• [What is asked]
How many lines of the listing below contain the word "green"? Case counts, and the reply should be the number alone.

• [Records for this task]
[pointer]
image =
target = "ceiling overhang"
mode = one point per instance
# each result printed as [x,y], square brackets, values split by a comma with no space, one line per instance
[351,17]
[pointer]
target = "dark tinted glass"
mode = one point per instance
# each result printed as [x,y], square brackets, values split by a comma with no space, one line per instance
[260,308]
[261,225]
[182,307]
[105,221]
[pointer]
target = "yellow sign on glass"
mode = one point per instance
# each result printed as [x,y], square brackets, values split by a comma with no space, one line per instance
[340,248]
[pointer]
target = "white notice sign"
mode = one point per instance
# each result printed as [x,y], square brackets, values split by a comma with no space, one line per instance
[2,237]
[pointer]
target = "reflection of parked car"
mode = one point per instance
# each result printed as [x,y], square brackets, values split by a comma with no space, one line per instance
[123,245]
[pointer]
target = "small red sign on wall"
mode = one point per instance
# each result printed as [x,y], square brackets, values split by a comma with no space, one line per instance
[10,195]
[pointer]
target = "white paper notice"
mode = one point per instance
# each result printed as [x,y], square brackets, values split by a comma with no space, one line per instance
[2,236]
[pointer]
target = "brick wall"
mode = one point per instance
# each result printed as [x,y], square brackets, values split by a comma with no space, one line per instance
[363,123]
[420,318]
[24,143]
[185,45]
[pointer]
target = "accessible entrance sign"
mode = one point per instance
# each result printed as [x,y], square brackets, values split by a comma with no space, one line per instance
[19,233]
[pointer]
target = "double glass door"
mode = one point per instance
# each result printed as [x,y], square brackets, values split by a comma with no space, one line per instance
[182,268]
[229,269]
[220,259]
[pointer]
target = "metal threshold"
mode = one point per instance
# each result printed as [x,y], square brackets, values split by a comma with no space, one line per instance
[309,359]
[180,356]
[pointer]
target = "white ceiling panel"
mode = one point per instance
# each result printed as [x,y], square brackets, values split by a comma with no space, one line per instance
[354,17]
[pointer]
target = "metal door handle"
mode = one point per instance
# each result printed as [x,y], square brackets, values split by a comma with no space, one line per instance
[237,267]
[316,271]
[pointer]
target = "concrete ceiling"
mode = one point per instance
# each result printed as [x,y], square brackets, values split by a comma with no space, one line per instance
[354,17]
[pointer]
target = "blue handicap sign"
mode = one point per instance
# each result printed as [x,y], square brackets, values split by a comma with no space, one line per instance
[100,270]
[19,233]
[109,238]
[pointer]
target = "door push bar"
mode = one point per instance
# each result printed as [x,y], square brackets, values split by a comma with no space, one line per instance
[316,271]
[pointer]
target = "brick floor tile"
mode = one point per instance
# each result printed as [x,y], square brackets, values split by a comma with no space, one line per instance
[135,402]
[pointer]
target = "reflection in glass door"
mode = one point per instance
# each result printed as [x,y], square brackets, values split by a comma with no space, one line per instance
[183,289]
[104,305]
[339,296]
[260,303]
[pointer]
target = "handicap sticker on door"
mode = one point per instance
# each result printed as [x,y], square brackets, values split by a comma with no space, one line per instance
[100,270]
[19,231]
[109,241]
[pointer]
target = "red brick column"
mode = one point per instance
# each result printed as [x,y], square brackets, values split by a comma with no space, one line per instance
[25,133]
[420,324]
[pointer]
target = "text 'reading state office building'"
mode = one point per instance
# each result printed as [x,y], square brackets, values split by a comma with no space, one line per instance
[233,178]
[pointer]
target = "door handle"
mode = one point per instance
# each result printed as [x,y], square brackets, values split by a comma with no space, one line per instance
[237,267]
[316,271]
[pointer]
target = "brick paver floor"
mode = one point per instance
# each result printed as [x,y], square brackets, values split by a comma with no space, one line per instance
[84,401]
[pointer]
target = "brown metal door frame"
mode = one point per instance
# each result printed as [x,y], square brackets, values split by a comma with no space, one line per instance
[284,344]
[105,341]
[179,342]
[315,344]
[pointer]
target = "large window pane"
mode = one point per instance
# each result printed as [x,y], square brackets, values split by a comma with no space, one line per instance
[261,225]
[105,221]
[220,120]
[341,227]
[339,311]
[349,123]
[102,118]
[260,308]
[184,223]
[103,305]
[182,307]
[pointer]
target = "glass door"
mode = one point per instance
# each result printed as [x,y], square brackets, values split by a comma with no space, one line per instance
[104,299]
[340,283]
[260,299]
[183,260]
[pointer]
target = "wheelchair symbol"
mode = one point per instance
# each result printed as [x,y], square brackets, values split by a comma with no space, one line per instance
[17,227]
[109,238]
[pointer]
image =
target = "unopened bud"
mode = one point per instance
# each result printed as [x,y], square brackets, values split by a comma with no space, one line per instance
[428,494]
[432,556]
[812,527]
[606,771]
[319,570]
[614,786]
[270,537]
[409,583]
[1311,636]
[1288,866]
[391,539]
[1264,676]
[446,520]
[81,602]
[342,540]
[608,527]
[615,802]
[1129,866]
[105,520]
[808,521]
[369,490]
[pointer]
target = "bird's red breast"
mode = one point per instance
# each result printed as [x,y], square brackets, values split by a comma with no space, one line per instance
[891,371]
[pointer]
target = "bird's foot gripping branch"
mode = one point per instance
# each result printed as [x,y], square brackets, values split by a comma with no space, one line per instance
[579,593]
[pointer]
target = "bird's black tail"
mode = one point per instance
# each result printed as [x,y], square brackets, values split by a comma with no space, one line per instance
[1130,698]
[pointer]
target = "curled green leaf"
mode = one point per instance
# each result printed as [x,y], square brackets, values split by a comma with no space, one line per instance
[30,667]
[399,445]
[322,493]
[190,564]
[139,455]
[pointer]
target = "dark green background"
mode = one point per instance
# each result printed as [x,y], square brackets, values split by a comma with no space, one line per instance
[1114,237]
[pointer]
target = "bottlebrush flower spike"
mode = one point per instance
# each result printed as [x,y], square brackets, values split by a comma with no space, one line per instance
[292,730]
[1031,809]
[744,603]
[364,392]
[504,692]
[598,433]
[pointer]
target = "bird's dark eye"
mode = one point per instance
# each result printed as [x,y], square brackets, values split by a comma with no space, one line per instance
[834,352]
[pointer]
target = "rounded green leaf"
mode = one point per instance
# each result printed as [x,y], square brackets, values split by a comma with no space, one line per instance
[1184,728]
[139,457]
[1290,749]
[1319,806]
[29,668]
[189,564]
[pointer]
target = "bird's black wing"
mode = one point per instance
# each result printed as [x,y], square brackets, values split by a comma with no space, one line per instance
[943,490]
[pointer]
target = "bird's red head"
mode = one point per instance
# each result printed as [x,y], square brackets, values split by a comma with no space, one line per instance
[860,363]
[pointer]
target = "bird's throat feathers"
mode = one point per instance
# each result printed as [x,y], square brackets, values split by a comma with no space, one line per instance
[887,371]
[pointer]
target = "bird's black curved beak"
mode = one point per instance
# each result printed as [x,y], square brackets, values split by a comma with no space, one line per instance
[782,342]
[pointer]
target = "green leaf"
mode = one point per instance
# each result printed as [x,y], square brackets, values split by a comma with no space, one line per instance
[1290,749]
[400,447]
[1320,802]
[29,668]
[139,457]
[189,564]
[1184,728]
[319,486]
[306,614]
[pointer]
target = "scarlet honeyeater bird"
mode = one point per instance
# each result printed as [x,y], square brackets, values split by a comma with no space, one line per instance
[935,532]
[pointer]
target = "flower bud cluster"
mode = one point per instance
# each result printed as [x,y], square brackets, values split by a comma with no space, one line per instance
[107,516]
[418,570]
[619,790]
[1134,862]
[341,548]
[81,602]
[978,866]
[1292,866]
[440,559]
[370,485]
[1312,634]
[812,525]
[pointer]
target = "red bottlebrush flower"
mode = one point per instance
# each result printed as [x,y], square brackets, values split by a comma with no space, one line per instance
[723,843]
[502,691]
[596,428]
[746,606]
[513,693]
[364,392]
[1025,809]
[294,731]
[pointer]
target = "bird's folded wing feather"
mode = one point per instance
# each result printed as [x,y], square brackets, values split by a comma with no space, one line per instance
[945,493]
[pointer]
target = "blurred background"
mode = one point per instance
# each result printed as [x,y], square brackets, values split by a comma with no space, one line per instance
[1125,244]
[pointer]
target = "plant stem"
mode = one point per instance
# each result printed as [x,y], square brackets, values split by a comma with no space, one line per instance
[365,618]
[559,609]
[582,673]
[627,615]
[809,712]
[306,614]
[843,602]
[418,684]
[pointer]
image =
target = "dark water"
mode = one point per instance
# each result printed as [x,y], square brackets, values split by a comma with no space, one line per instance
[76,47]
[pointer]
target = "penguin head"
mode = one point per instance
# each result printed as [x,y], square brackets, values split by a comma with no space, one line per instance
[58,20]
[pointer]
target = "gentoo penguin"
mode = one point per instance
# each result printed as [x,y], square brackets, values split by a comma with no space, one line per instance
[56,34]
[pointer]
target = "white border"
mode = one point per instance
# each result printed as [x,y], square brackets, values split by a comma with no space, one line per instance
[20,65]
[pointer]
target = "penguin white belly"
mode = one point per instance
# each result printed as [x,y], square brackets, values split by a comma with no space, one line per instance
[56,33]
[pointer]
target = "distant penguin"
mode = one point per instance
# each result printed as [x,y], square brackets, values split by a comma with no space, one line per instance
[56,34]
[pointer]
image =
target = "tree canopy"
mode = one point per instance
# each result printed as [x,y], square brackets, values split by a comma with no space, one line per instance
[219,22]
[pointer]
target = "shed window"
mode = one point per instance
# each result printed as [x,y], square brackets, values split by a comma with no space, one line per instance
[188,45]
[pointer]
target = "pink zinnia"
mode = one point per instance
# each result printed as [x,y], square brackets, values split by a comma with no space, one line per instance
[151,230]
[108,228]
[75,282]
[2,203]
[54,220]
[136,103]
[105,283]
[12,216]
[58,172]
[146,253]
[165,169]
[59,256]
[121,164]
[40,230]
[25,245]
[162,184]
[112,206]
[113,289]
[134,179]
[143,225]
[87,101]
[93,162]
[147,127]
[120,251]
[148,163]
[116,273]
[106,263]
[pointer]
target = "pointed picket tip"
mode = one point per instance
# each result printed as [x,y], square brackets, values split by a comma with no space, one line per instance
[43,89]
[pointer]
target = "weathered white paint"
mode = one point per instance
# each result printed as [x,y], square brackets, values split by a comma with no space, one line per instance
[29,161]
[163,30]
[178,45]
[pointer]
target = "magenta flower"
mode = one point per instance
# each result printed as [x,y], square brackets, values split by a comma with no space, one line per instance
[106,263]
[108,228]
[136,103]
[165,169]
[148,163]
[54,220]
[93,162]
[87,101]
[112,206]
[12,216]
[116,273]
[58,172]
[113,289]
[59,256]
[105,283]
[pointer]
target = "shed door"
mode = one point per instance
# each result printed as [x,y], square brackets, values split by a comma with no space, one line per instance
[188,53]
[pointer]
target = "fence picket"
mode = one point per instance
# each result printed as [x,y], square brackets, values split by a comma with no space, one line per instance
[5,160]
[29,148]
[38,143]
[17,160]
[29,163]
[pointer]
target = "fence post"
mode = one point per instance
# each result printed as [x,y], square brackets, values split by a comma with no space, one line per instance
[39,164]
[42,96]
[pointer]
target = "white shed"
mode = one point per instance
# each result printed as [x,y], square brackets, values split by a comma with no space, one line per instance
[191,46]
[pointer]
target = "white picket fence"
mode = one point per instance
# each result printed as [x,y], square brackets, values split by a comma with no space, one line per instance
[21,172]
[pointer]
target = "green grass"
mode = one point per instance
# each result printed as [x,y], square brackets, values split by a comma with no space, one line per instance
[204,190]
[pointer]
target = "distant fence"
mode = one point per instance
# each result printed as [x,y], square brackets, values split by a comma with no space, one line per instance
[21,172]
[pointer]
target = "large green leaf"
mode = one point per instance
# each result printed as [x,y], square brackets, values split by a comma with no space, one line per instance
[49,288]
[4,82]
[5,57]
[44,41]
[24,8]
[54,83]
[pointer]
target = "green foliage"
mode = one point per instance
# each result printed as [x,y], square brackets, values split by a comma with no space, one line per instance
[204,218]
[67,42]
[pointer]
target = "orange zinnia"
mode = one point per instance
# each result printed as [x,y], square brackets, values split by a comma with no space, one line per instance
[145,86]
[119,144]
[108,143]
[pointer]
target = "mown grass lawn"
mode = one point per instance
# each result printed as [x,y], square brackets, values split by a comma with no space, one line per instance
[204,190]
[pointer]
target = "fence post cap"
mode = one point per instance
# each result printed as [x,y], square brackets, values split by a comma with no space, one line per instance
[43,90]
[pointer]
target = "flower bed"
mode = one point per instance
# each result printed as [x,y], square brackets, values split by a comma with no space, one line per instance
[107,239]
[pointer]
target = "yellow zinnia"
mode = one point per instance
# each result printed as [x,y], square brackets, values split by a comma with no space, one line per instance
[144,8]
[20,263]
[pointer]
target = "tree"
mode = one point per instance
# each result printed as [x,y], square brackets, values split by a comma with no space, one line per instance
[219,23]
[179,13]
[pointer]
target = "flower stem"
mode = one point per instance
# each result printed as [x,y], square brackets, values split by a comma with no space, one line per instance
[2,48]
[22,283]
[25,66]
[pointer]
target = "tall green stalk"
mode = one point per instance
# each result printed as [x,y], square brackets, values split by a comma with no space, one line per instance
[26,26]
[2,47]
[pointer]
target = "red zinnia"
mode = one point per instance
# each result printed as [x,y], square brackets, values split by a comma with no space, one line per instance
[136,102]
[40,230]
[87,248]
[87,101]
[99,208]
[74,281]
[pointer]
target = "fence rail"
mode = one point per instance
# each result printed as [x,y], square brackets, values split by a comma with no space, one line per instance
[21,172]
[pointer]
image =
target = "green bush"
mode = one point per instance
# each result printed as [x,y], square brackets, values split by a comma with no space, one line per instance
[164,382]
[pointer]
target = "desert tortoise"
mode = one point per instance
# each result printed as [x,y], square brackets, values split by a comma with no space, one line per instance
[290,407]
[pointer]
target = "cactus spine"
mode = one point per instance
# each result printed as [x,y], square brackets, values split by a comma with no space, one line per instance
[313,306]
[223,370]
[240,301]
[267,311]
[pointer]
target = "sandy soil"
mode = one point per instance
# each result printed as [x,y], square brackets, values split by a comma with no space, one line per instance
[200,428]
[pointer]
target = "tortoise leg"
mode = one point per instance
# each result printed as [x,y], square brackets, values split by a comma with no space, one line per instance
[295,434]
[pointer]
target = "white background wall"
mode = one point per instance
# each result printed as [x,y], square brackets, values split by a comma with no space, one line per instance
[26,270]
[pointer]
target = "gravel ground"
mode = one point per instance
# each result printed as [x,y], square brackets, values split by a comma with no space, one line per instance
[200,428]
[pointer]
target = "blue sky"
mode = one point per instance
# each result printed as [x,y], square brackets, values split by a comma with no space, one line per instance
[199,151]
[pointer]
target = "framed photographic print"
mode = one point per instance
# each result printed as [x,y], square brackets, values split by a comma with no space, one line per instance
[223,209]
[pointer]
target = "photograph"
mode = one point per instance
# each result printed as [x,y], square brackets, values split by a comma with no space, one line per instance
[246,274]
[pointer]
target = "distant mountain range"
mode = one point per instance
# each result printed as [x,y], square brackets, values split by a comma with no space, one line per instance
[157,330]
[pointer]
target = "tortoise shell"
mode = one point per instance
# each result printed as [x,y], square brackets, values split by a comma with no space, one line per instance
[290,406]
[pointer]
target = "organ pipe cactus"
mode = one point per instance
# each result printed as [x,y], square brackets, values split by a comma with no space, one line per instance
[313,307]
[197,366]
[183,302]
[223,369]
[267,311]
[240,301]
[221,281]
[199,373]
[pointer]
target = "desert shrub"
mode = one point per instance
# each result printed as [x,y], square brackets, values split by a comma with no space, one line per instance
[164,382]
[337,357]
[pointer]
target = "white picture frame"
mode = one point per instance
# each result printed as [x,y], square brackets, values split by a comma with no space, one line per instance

• [Answer to this task]
9